--- START Records for the task ---

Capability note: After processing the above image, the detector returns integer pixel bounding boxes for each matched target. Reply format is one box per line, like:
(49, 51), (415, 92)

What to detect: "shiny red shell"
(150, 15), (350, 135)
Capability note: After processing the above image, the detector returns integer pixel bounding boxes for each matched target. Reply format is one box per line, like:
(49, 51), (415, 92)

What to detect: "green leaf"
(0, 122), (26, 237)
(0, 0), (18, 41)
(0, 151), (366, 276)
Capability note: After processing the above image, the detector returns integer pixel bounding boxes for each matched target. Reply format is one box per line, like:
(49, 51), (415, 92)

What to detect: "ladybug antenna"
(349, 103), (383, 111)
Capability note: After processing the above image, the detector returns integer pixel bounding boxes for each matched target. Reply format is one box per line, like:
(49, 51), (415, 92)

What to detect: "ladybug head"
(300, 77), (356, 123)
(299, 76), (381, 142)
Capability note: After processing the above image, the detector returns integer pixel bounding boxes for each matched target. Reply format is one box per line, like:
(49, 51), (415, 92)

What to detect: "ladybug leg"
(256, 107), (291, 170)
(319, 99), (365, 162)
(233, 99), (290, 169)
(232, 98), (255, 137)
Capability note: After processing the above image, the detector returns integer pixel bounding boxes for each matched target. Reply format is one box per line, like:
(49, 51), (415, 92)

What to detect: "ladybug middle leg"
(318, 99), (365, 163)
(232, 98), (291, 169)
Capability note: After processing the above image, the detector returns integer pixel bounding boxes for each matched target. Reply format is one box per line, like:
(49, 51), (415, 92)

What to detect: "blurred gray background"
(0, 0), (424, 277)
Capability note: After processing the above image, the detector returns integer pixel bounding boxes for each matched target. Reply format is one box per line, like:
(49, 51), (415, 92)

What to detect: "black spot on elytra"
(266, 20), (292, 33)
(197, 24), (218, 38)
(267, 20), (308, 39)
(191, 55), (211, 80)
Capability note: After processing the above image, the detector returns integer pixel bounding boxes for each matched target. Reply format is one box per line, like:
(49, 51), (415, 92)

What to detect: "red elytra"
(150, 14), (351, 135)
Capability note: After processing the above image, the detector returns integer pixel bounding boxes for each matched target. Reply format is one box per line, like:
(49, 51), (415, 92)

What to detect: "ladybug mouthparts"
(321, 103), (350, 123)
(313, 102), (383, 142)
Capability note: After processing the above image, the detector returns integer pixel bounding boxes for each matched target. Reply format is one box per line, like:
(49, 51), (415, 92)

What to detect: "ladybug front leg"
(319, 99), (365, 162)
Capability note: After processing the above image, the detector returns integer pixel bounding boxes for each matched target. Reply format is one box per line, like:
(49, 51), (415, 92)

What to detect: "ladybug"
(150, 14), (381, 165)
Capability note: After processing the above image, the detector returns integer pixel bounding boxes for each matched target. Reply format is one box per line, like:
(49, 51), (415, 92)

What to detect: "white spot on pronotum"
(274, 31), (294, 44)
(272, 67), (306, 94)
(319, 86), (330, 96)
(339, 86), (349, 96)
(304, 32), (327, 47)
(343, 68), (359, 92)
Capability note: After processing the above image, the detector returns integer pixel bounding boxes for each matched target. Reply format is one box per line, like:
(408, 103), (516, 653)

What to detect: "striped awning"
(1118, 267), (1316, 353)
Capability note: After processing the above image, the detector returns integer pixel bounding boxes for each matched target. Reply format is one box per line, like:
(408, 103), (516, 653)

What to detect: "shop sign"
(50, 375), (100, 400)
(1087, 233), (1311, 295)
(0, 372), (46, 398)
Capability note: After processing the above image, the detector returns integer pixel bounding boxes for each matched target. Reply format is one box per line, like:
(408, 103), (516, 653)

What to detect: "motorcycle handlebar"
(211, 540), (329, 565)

--- END Records for the task ---

> Stated goal
Output the lines from the start of the items through the line containing "(150, 15), (350, 135)", both ends included, as a JSON list of strings with one string per line and blank lines left out.

> Solution to the problem
[
  "Capability note: After processing the above image, the detector returns integer pixel bounding boxes for each matched target. Reply format is one box per line, like:",
  "(49, 51), (415, 92)",
  "What to detect: \"shiny red shell\"",
  "(150, 15), (350, 135)"
]